**WRITTEN PROBLEM:** Extract the listing in its entirety, keeping each line identical to the original.
[start STORED ROWS]
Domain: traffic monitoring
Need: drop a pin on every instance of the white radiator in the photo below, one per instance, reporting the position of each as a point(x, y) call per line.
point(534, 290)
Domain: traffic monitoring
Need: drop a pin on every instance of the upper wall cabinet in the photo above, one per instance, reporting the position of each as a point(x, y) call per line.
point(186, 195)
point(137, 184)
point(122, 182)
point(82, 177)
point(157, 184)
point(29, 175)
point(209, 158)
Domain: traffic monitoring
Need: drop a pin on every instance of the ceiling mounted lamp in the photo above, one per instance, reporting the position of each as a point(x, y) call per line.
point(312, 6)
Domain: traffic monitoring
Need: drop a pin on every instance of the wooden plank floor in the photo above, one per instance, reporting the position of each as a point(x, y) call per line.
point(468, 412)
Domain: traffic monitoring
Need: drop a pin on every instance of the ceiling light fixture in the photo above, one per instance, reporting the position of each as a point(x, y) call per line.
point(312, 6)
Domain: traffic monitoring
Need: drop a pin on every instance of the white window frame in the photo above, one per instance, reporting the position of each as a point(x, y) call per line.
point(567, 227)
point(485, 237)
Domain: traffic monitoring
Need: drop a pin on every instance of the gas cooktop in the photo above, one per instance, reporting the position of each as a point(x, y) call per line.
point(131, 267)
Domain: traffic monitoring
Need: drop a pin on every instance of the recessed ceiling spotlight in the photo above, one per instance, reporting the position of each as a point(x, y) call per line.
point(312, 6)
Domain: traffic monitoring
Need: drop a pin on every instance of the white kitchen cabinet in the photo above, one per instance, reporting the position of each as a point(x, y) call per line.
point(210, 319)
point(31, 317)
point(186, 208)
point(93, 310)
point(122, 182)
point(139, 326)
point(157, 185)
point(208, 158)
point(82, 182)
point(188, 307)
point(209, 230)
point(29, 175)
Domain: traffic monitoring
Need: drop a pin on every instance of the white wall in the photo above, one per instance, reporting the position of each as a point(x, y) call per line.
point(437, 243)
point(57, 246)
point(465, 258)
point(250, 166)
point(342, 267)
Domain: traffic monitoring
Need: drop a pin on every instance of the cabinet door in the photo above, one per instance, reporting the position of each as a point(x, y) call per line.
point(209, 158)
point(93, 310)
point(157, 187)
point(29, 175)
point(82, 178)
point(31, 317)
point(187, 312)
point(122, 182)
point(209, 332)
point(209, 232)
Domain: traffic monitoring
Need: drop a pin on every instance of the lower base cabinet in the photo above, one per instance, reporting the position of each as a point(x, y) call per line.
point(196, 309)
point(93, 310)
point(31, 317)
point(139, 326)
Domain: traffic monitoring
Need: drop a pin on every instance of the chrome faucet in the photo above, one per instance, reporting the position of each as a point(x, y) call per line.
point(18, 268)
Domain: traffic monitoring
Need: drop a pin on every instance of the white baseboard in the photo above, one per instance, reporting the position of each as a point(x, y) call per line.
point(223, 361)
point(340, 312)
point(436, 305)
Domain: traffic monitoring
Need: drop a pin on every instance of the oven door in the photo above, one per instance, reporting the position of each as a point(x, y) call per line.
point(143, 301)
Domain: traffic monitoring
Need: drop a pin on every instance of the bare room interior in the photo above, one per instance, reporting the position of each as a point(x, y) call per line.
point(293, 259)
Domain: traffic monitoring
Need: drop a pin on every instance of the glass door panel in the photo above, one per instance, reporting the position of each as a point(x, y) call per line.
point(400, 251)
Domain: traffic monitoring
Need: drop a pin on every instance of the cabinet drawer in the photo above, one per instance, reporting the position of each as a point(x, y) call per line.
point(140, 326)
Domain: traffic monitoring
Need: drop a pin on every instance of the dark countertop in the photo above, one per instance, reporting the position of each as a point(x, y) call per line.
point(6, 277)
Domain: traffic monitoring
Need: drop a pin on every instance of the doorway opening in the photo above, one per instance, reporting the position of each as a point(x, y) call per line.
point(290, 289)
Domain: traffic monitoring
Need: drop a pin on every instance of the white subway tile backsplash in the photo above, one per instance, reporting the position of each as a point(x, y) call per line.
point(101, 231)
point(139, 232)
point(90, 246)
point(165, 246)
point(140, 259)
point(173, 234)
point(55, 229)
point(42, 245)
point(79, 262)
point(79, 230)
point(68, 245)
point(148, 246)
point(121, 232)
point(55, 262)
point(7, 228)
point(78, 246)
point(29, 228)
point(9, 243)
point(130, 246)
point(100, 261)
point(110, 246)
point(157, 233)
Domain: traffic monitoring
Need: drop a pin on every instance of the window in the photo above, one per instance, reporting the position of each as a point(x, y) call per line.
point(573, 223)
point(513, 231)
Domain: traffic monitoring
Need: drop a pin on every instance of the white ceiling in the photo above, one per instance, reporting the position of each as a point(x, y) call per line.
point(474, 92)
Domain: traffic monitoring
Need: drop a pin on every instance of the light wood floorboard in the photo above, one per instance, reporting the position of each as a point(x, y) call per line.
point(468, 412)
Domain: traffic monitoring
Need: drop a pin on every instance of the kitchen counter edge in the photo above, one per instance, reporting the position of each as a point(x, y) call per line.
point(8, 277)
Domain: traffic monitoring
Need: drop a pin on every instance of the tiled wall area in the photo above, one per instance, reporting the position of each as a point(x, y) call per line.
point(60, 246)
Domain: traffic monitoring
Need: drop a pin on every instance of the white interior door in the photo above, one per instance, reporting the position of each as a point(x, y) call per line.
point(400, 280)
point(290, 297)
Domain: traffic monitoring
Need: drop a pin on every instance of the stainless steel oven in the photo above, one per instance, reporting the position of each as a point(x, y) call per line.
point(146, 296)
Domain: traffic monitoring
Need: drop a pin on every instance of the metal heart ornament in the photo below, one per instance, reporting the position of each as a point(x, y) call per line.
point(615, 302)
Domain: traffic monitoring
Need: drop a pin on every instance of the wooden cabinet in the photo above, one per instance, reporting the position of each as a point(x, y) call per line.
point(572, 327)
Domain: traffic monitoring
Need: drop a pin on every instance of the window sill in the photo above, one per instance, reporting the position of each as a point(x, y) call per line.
[end STORED ROWS]
**RESPONSE TO THE EXERCISE:**
Domain: traffic monitoring
Need: drop a pin on every instance of the white radiator in the photo below, one per instance, reporting the position of each as a point(x, y) call per line.
point(534, 290)
Domain: traffic monitoring
Need: drop a pin on every instance of the upper wall cabinet in the photo above, one per instance, reporting the position of each as a point(x, y) call per line.
point(186, 195)
point(137, 184)
point(122, 182)
point(82, 177)
point(157, 184)
point(29, 175)
point(209, 158)
Domain: traffic monitoring
Need: drop a pin on every instance of the ceiling mounted lamp in the photo above, one per instance, reporting the position of each as a point(x, y) call per line.
point(312, 6)
Domain: traffic monitoring
Need: drop a pin on every instance of the wooden plank floor in the photo above, one per instance, reporting the position of each as a point(x, y) call per line.
point(468, 412)
Domain: traffic monitoring
Need: drop a pin on every instance of the ceiling light fixture in the photo above, one per instance, reporting the position of each as a point(x, y) call per line.
point(312, 6)
Domain: traffic monitoring
Need: drop a pin on every instance of the white window frame in the photo above, one per instance, reporting the position of each as a point(x, y) call per line.
point(567, 227)
point(485, 237)
Domain: traffic monitoring
Need: drop a pin on every instance of the gas cooktop in the photo above, one per instance, reporting the position of each as a point(x, y) call per line.
point(131, 267)
Domain: traffic monitoring
Need: drop a pin on every instance of the recessed ceiling spotlight in the photo above, one per instance, reporting the position of each as a point(x, y) call per line.
point(312, 6)
Domain: traffic monitoring
Need: drop a pin on every instance of the white kitchen cabinet in the photo above, one per instance, reporting the position of each as a point(x, y) call per line.
point(210, 319)
point(31, 317)
point(186, 208)
point(93, 310)
point(122, 182)
point(139, 326)
point(157, 185)
point(208, 158)
point(82, 182)
point(188, 307)
point(209, 230)
point(29, 175)
Domain: traffic monitoring
Need: drop a pin on every instance of the white wall in the photo above, one per instance, reporting the position of each as a point(x, y) call per line.
point(437, 243)
point(57, 246)
point(465, 258)
point(250, 166)
point(342, 267)
Domain: traffic monitoring
Need: drop a pin on every instance of the cabinet door in the photo above, one per instance, reporting the position of each as a point(x, y) call per line.
point(209, 158)
point(93, 310)
point(157, 187)
point(29, 175)
point(82, 178)
point(31, 317)
point(187, 312)
point(122, 182)
point(209, 332)
point(209, 232)
Domain: traffic monitoring
Need: drop a pin on every instance of the lower base cabinet in the photo above, one per instance, reporting the position of each as a point(x, y) call per line.
point(196, 309)
point(93, 310)
point(31, 317)
point(139, 326)
Domain: traffic monitoring
Need: drop a pin on every instance of the chrome faucet in the photo above, one per instance, reporting the position of each as a point(x, y) call per line.
point(18, 268)
Domain: traffic monitoring
Need: drop a pin on every instance of the white baseboard in the photo above, one per instance, reporting the position of each as a point(x, y) call per line.
point(223, 361)
point(340, 312)
point(436, 305)
Domain: traffic monitoring
Need: drop a pin on every instance of the oven door in the photo above, one per instance, reporting the position of each as a point(x, y) call per line.
point(143, 301)
Domain: traffic monitoring
Need: drop a pin on every instance of the bare room interior in the photo above, one per instance, reporting the position of each as a point(x, y) call per line.
point(293, 259)
Domain: traffic monitoring
Need: drop a pin on every instance of the glass door panel in the photo above, one per instance, reporting the position of each as a point(x, y) call per line.
point(400, 251)
Domain: traffic monitoring
Need: drop a pin on every instance of the cabinet drawer in the photo above, one per instance, reporting the position of each as a point(x, y) call per line.
point(140, 326)
Domain: traffic monitoring
Need: drop a pin on every instance of the dark countertop in the photo above, one per instance, reporting the position of each as a point(x, y) call per line.
point(6, 277)
Domain: traffic monitoring
Need: drop a pin on every instance of the doorway opening in the photo above, one per instance, reporting the position of each as a point(x, y) call per line.
point(290, 289)
Domain: traffic monitoring
Need: drop a pin on every instance of the white subway tile backsplash in the photo above, one per instance, reporting the position of each as a point(x, y) call per line.
point(101, 231)
point(139, 232)
point(90, 246)
point(165, 246)
point(140, 259)
point(173, 234)
point(55, 229)
point(42, 245)
point(79, 262)
point(79, 230)
point(68, 245)
point(148, 246)
point(121, 232)
point(55, 262)
point(7, 228)
point(78, 246)
point(29, 228)
point(9, 243)
point(130, 246)
point(100, 261)
point(110, 246)
point(157, 233)
Domain: traffic monitoring
Need: drop a pin on every instance of the window in the photo above, one per instance, reporting the position of each as a point(x, y) call per line.
point(573, 223)
point(513, 231)
Domain: traffic monitoring
Need: drop a pin on every instance of the white ceiling in the photo above, one per instance, reporting the position of each as a point(x, y) call per line.
point(474, 92)
Domain: traffic monitoring
Need: drop a pin on every instance of the light wood floorboard in the photo above, one per instance, reporting the position of each as a point(x, y) call per line.
point(468, 412)
Domain: traffic monitoring
Need: drop a pin on every instance of the kitchen counter edge in the photo above, one per instance, reporting the position of each as a point(x, y) call per line.
point(8, 277)
Domain: traffic monitoring
Need: drop a pin on every instance of the tiled wall area in the photo above, one per instance, reporting the position of each as a point(x, y) call per line.
point(60, 246)
Domain: traffic monitoring
Need: drop a pin on every instance of the white interior door in the photo above, one per instance, reporting the position of each as a point(x, y) call per line.
point(400, 280)
point(290, 297)
Domain: traffic monitoring
Need: drop a pin on every instance of the stainless steel oven in the photo above, one per instance, reporting the position of each as a point(x, y) call per line.
point(146, 296)
Domain: traffic monitoring
Need: drop a pin on every instance of the metal heart ornament in the photo below, one per instance, reporting the position of each as a point(x, y) call per line.
point(615, 302)
Domain: traffic monitoring
Need: drop a pin on every instance of the wooden cabinet in the photo above, one per instance, reporting the position of each as a point(x, y) call per line.
point(572, 327)
Domain: traffic monitoring
Need: drop a pin on every instance of the window sill in the photo above, one per instance, reporting the position of each as a point(x, y) call per line.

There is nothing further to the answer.